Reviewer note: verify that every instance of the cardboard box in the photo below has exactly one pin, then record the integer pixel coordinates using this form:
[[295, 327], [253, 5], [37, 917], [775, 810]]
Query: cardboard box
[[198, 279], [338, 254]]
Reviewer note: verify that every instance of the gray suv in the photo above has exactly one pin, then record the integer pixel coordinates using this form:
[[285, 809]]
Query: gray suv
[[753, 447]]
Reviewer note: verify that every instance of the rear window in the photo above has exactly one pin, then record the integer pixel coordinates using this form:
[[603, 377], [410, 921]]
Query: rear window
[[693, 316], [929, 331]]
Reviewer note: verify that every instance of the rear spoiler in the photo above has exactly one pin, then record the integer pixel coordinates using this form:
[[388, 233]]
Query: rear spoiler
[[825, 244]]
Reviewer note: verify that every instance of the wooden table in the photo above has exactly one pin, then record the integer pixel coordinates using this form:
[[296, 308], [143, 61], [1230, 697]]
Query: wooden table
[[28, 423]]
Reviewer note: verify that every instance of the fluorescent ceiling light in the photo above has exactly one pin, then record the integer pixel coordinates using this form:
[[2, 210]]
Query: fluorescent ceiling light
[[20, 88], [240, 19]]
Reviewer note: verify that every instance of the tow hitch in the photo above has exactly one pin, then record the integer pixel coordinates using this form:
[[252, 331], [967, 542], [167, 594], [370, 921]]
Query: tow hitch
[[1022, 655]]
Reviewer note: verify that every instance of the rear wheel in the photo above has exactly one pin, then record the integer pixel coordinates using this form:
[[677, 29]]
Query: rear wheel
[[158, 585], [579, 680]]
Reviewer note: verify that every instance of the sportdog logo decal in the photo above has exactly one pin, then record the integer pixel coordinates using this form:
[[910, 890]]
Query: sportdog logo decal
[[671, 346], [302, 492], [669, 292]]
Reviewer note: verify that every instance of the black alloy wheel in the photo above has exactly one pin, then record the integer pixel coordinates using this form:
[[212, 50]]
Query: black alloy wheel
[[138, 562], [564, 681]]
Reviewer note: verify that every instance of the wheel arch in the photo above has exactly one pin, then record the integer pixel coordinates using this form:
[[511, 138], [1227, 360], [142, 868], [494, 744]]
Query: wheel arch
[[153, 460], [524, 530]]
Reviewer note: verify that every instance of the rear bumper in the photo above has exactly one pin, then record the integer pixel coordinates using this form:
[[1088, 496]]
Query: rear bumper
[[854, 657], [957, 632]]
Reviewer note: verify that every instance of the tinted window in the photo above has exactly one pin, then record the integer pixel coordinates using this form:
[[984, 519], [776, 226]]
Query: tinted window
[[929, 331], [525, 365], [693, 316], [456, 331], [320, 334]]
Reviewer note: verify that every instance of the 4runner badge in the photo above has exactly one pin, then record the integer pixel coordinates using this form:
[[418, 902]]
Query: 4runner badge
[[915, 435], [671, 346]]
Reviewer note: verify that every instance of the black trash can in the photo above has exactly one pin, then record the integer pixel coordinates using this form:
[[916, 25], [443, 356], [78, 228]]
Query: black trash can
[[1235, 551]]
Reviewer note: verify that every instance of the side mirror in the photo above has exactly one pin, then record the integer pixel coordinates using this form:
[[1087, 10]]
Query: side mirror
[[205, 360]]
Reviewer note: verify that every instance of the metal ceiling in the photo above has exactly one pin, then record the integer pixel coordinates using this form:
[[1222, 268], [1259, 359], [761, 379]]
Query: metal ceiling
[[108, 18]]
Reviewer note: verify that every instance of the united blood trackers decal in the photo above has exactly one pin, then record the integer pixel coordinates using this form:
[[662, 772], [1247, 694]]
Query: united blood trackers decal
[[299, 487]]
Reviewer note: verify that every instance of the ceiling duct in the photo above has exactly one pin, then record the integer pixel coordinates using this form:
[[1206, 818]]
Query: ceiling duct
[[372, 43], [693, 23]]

----------

Problem details: What you return must match the records above exactly.

Response:
Reviewer note: verify that every instance of the cardboard box in the photo below has exactly one pin, then record the integer pixel coordinates using this form:
[[295, 327], [253, 5], [37, 917], [775, 810]]
Query: cardboard box
[[198, 279], [338, 254]]
Reviewer note: verify that every instance of the gray suv in the photo above has exactly one pin, then record the integer pixel coordinates using this form:
[[285, 809]]
Query: gray suv
[[753, 447]]
Reviewer note: verify that every instance of the rear window in the photo above has exactly one pin, then record the integer pixel coordinates using this form:
[[603, 377], [410, 921]]
Query: rear window
[[693, 316], [929, 331]]
Reviewer note: verify that every instance of the rear spoiler in the photo above has exactly one pin, then record the integer pixel coordinates using this form:
[[388, 233]]
Query: rear spoiler
[[825, 244]]
Reviewer note: verify that every instance of the wooden table in the photo above has exactly one pin, then record the integer pixel coordinates using this form:
[[296, 308], [143, 61], [1230, 697]]
Query: wooden table
[[28, 423]]
Reviewer note: verify that every instance of the fluorescent ceiling light in the photo above has exactly one pin, then record the integer pixel coordinates using this form:
[[2, 210]]
Query: fluorescent ceiling light
[[20, 88], [240, 19]]
Reviewer note: verify that every instance of the tow hitch in the photo above has exactly one pin, then record the integer pixel coordinates using this form:
[[252, 331], [967, 542], [167, 594], [370, 921]]
Query: tow hitch
[[1022, 655]]
Reviewer note: verify that every instance of the rear wheel in the photo above has exactly one pin, then record the integer pixel coordinates using this form:
[[677, 29]]
Query: rear wheel
[[158, 585], [579, 680]]
Reviewer note: verify that every instance of the sportdog logo decal in the photo above has exactly one pin, then record the integer pixel coordinates using this form:
[[910, 890]]
Query: sportdog logo decal
[[671, 346], [302, 492], [669, 292]]
Reviewer note: verify that every instance of the black alloy wheel in the photo above has exactly one pin, then record the integer pixel coordinates using this form:
[[212, 50]]
Query: black alloy wheel
[[138, 562], [564, 681]]
Reviewer note: verify that every instance of the wheel arch in the photo above has exactly one pin, then record the integer pixel coordinates using this form:
[[511, 138], [1227, 360], [142, 868], [494, 744]]
Query: wheel arch
[[153, 460], [524, 530]]
Reviewer note: verify that every instance of the rear bumper in the photo above has exactly one pin, then record the integer pixel coordinates using this form:
[[1088, 496]]
Query: rear bumper
[[854, 657], [957, 632]]
Reviewer note: verify that every instance of the tinted window in the photo above has exactly one pin, then record the integer pixel coordinates using this form:
[[984, 519], [776, 226]]
Query: tinted window
[[929, 331], [525, 365], [693, 316], [456, 331], [320, 334]]
Reviewer note: verify that every instance of the 4runner badge in the photo above has exactly one pin, then record the integer pixel coordinates using this form:
[[418, 902]]
Query: 4runner badge
[[915, 435], [671, 346]]
Reviewer note: verify that every instance of the black trash can in the photo above has exactly one pin, then record the integer pixel coordinates using this form:
[[916, 25], [443, 356], [78, 228]]
Query: black trash can
[[1235, 551]]
Reviewer note: verify that every instance of the side mirror in the photo above has exactly one pin, then record the integer pixel coordinates using this form:
[[1087, 10]]
Query: side mirror
[[205, 360]]
Reviewer note: verify that every instance of the metal ceiling in the photo above has exactly one pin, then record the integer pixel coordinates using this form:
[[1222, 268], [1259, 359], [761, 379]]
Query: metal ceiling
[[108, 18]]
Reviewer note: verify that every instance of the united blood trackers decal in the photo above has exactly one pin, then record the integer pixel coordinates using this form:
[[662, 772], [1247, 694]]
Query: united blood trackers decal
[[299, 487]]
Reviewer note: verify that every instance of the ceiling duct in the photo above has exactly one pin, then record the integer pixel coordinates using this form:
[[1206, 818]]
Query: ceiling duct
[[372, 43], [693, 23]]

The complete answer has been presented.